Start of Text provided
The New King of Comedy () is a 2019 Chinese comedy-drama film directed, written, and produced by Stephen Chow. It is a remake of Chow's own 1999 film King of Comedy, this time set in Mainland China with different characters.

The film tells the story of a young woman who is dreaming and striving to pursue the actors' dream despite being an extra and stand-in. It was released in China on 5 February 2019 during the Lunar New Year 2019. With a budget of $8 million (US) along with few months of filming and post-production, it is believed to be the smallest project of Chow's career as a filmmaker.

Cast
 E Jingwen as Ru Meng
 Wang Baoqiang as Ma Ke
 Zhang Quandan as Charlie
 Jing Ruyang as Xiao Mi
 Zhang Qi as Ru Meng's father
 Yuan Xingzhe as Ru Meng's mother

Production
Stephen Chow began writing the film in 2015. Filming began in October 2018 and lasted only a few weeks.
End of Text provided
→ What the task asks
Write out the part of the film description that begins with the words containing "The New King" and ends with "with different characters.", keeping every word as it stands. You won't need the rows that follow this film description.
Start of Items
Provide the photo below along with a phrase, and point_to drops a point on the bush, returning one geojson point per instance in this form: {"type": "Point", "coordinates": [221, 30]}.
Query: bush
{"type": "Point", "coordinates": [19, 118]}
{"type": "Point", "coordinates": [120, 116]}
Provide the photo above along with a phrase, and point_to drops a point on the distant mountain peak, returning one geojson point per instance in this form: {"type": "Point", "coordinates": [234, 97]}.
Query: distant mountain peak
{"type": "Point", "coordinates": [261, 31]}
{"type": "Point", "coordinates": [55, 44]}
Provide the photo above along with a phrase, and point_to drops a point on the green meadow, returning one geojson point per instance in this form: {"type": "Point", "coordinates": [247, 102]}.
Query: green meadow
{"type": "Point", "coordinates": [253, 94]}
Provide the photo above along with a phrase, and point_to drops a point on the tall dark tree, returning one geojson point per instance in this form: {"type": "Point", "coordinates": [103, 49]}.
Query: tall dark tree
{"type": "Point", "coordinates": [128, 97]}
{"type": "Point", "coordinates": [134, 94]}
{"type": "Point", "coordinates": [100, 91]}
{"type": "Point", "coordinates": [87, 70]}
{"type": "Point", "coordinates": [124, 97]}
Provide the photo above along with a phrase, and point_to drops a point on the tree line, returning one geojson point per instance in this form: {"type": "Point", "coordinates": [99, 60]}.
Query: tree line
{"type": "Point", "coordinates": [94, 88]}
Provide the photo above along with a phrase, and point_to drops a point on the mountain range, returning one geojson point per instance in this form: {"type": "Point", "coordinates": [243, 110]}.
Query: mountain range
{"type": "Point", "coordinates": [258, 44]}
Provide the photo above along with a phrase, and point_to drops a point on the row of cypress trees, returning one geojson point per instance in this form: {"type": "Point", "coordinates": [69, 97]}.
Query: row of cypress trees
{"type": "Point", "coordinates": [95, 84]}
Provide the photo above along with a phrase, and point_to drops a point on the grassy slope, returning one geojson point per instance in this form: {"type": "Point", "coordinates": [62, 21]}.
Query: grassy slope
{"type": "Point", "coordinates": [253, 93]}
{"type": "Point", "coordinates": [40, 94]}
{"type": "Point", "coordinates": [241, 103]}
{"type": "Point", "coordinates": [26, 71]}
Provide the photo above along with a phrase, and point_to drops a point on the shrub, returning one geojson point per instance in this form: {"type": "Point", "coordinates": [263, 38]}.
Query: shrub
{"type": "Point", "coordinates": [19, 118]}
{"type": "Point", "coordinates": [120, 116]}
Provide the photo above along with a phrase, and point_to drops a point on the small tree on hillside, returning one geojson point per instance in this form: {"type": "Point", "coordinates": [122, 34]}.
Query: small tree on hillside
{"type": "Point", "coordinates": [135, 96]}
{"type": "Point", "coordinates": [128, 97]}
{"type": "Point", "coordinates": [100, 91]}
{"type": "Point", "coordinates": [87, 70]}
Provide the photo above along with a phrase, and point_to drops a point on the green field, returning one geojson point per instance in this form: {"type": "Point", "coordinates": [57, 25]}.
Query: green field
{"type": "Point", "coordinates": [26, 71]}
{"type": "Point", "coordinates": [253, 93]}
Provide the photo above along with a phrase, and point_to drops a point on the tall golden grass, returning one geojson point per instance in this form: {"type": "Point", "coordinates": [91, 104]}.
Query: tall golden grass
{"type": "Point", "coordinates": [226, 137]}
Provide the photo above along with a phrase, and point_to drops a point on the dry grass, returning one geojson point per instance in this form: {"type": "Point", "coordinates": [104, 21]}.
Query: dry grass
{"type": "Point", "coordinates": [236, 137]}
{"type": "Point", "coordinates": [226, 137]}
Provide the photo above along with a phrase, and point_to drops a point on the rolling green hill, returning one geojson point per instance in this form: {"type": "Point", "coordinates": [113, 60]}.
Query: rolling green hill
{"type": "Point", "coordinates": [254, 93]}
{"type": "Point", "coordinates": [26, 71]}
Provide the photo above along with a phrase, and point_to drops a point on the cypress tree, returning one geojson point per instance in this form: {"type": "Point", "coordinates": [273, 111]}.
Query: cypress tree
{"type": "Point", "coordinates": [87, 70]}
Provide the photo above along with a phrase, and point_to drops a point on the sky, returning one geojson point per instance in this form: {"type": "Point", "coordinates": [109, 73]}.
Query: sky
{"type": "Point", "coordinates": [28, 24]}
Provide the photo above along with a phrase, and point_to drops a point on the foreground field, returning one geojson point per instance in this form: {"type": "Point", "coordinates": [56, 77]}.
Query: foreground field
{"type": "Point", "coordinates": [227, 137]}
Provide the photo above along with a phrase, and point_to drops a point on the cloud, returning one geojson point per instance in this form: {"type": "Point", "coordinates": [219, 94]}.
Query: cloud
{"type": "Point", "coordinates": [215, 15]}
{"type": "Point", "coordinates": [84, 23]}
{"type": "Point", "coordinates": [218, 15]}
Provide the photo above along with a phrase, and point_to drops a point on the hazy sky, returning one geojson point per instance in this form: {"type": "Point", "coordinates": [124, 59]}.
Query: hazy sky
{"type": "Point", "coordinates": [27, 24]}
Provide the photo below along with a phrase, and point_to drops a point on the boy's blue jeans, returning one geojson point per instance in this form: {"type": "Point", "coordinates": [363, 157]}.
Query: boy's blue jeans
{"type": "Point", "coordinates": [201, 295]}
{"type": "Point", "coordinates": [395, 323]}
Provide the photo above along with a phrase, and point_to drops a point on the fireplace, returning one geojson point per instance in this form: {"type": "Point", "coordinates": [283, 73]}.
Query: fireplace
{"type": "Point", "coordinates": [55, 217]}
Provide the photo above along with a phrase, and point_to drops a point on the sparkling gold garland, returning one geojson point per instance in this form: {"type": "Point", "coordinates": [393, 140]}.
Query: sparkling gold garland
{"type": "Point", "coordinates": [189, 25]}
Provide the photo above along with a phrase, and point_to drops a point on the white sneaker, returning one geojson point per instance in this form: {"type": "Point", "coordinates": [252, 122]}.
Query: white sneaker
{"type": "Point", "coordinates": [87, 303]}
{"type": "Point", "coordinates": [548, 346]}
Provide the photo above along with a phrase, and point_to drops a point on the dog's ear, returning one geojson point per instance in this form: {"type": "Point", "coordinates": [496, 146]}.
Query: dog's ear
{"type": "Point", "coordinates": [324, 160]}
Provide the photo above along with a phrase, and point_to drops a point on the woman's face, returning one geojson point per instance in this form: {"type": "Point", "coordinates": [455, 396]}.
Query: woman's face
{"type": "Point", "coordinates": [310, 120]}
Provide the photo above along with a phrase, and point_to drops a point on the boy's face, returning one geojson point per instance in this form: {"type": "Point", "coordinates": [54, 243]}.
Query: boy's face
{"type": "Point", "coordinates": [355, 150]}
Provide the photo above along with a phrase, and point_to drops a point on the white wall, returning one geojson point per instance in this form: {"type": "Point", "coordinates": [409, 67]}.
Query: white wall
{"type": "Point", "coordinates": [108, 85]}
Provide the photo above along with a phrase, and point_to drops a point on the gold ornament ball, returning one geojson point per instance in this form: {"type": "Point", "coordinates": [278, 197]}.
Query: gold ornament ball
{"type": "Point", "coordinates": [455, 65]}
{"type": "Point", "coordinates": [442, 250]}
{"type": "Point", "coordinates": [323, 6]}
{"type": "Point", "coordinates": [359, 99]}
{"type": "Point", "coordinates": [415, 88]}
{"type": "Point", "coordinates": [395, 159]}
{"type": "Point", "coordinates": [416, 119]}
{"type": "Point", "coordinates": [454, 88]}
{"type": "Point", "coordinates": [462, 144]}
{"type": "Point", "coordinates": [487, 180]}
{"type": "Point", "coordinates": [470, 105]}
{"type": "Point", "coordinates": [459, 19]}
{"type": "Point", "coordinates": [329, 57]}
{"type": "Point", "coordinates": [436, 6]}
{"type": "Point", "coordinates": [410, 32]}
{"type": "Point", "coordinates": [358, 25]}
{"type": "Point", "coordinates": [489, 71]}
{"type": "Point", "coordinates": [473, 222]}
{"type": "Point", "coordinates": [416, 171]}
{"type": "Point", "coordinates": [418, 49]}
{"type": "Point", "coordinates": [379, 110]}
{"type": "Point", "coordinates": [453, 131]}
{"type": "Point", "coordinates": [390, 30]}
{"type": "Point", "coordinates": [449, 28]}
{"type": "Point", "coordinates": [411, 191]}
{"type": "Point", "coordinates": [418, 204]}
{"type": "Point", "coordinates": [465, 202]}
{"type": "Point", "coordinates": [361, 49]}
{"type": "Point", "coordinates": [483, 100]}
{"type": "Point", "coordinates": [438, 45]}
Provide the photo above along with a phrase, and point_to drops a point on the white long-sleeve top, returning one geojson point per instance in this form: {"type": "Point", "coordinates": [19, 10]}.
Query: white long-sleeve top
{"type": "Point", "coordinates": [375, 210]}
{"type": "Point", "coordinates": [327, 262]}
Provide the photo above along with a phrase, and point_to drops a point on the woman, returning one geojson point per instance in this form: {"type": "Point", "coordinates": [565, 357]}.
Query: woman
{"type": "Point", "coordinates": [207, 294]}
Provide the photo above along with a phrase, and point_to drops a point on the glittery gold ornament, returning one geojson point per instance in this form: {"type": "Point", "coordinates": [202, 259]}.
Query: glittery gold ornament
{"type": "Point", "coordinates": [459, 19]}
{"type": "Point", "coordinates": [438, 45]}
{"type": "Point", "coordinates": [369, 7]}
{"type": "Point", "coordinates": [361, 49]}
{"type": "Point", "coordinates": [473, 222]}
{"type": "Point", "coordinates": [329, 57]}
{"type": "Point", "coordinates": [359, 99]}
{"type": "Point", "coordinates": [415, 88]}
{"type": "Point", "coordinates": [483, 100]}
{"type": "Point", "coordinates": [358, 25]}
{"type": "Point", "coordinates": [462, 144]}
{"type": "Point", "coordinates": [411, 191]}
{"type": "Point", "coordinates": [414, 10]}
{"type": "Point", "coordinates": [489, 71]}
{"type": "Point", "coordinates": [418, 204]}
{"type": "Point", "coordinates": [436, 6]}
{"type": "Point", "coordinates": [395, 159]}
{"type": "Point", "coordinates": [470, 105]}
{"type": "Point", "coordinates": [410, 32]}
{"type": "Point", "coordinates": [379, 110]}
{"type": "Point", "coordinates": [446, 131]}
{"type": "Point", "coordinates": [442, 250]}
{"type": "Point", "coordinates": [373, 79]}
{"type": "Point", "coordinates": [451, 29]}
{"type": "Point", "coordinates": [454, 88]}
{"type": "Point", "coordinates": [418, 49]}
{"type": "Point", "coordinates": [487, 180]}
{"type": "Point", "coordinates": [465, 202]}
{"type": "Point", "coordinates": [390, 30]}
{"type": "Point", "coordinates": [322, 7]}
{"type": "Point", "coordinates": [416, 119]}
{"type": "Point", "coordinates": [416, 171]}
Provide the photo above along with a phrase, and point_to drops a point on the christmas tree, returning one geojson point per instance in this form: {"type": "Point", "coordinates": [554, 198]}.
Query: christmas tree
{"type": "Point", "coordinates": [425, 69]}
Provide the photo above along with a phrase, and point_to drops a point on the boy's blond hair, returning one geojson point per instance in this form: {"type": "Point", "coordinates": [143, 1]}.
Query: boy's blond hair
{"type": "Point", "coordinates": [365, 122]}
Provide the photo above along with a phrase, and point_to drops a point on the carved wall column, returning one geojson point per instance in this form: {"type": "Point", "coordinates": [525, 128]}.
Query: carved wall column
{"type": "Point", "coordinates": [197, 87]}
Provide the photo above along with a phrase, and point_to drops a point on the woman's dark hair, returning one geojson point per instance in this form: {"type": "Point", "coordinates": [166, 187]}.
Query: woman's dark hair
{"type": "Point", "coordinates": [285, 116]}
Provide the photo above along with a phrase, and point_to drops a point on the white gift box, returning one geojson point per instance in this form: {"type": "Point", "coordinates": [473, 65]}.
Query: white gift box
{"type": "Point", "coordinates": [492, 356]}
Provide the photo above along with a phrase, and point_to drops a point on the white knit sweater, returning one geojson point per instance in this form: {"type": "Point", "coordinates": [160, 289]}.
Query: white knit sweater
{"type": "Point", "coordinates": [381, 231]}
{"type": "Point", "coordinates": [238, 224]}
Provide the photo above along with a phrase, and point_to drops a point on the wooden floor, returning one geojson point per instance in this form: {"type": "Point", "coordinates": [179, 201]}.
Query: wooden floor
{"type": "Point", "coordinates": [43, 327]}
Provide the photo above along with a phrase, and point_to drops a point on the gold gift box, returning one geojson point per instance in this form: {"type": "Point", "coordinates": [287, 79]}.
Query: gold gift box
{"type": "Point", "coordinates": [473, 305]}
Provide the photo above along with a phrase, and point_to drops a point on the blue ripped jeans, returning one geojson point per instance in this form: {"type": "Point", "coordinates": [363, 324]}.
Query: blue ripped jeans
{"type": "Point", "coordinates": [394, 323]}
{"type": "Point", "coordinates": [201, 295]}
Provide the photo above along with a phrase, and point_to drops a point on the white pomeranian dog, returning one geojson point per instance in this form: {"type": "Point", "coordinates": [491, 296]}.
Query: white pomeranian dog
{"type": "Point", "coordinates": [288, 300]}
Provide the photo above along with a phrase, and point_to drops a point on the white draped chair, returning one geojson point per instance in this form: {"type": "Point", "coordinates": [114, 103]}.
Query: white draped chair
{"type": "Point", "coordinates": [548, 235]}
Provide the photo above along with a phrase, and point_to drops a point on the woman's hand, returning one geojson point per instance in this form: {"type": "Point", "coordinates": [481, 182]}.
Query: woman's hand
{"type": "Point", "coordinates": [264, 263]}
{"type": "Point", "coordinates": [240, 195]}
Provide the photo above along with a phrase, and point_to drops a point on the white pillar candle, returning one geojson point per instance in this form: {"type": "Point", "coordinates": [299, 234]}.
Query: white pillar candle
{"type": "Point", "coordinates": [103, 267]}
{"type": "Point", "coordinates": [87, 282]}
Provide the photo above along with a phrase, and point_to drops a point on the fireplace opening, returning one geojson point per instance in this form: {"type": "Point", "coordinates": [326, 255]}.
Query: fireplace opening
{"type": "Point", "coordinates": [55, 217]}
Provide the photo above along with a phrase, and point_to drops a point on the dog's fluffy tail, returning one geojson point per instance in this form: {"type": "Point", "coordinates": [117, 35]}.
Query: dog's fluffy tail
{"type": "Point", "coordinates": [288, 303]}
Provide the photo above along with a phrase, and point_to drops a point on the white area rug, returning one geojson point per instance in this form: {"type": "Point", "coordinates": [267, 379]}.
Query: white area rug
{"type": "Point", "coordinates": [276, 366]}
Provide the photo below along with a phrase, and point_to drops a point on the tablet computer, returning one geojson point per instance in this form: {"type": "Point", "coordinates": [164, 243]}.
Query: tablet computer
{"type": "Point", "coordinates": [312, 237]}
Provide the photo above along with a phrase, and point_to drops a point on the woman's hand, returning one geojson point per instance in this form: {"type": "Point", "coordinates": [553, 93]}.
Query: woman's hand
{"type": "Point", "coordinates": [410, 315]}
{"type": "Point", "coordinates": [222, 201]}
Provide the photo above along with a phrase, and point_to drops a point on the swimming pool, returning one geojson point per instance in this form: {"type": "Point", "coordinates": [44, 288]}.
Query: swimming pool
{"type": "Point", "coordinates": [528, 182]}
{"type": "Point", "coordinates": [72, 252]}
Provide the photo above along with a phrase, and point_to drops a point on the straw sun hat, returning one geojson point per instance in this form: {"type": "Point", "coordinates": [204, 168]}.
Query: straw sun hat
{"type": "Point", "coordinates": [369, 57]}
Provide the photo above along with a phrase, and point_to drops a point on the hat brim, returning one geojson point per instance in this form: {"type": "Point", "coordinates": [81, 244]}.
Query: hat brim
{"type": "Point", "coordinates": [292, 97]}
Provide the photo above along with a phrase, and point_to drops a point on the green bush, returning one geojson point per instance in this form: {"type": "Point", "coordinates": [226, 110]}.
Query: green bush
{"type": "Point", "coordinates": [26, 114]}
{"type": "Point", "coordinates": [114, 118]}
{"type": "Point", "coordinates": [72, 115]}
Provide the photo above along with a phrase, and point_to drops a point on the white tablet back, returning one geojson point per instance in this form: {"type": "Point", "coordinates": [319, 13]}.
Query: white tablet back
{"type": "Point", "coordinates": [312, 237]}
End of Items
→ Problem solution
The New King of Comedy () is a 2019 Chinese comedy-drama film directed, written, and produced by Stephen Chow. It is a remake of Chow's own 1999 film King of Comedy, this time set in Mainland China with different characters.